▸ Given problem:
Copy out all of the rows below with their requests, shifting each pixel coordinate in the answers by adding 122 to both x and y, and leave the sample coordinates in the requests unchanged. Omit the pictures.
==== Recorded data ====
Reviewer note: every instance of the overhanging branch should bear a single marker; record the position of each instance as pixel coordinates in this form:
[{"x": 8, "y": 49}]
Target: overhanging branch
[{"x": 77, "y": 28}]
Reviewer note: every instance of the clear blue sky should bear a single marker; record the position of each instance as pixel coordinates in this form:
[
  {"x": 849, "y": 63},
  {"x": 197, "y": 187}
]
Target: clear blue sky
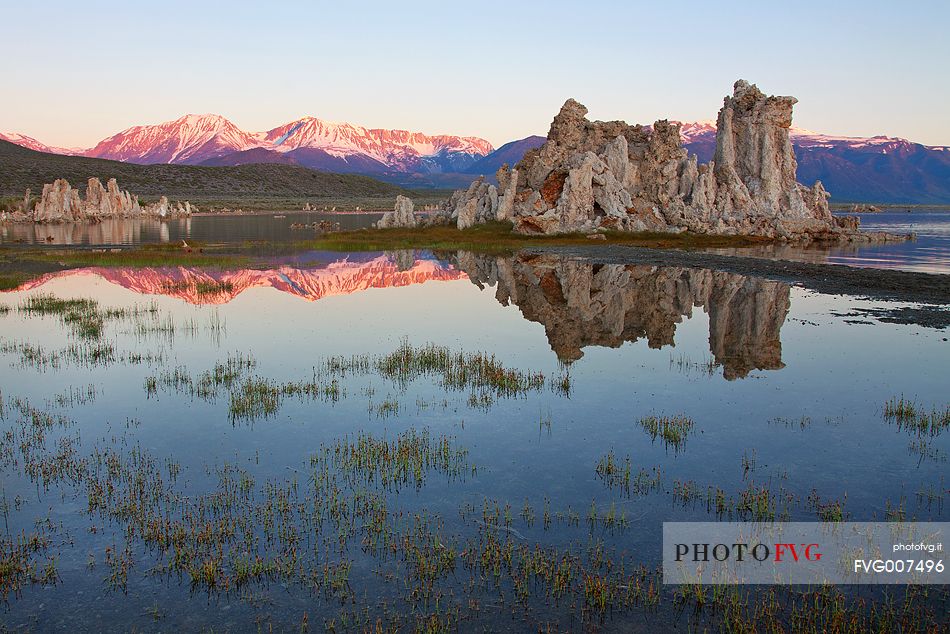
[{"x": 74, "y": 73}]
====
▸ Final result:
Reviewer note: every instance of the overhanging branch should bear a single marker; record the position of each instance as pixel coordinates in this form:
[{"x": 8, "y": 49}]
Target: overhanging branch
[{"x": 199, "y": 150}]
Reviewer note: every instance of the clear blue sky should bear a single marker; record the position of each instance as pixel coordinates in this form:
[
  {"x": 849, "y": 63},
  {"x": 197, "y": 187}
]
Target: clear blue sky
[{"x": 196, "y": 195}]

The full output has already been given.